··· ROWS ···
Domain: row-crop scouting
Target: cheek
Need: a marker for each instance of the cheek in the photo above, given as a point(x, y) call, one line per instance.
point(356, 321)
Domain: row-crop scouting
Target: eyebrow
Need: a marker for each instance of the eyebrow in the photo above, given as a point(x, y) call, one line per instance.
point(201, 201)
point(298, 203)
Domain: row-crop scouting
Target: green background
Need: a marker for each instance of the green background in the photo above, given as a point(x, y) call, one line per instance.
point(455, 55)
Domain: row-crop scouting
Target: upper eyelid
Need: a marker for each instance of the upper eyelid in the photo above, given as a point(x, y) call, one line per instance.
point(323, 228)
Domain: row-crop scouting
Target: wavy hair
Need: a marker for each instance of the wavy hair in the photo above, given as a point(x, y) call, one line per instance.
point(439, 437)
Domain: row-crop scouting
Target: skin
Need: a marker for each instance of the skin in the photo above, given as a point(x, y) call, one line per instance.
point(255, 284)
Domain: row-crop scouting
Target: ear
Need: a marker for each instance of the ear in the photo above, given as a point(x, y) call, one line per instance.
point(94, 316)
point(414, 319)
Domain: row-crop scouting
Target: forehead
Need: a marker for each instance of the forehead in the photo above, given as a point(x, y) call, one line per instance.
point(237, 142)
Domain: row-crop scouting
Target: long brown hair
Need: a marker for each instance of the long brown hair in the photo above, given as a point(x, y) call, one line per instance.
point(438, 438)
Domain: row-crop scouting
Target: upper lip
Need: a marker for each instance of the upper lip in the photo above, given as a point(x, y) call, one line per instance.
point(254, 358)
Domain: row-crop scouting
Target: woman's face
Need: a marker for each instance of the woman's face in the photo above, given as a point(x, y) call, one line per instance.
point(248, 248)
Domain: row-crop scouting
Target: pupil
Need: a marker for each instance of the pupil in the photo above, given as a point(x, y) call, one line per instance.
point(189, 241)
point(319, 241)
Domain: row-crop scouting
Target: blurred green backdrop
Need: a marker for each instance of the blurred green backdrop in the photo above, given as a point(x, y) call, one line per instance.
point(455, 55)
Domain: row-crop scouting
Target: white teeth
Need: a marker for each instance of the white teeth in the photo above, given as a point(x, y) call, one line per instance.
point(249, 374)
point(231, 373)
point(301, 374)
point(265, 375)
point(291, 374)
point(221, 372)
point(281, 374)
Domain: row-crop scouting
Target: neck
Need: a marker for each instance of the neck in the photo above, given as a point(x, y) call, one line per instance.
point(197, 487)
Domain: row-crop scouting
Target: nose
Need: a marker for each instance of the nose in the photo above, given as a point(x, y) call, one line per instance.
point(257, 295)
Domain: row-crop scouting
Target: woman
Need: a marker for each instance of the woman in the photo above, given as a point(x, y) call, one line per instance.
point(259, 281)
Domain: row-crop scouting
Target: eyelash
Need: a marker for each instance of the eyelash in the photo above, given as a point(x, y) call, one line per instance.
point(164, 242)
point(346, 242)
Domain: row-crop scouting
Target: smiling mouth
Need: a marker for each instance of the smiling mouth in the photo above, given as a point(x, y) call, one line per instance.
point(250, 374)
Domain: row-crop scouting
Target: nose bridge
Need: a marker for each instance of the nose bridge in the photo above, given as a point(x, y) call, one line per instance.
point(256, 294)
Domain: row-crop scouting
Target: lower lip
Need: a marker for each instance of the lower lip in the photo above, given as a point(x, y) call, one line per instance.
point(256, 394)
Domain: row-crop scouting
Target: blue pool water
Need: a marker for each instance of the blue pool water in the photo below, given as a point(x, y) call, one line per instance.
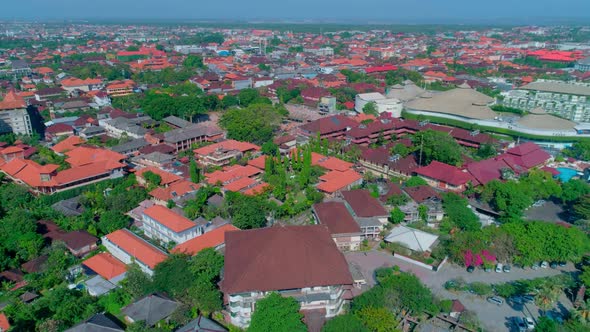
···
### GIVEN PROBLEM
Identify every line of the items above that contains the word "upper", and copy each of those lines in full.

### RESULT FOR THIS EXERCISE
Target: upper eyelid
Need: a marker for each instance of the upper eyelid in the photo above, given as a point(x, y) call, one line per instance.
Target: upper lip
Need: a marker for each instance of the upper lip in the photo above, given as a point(x, y) call, one line per instance.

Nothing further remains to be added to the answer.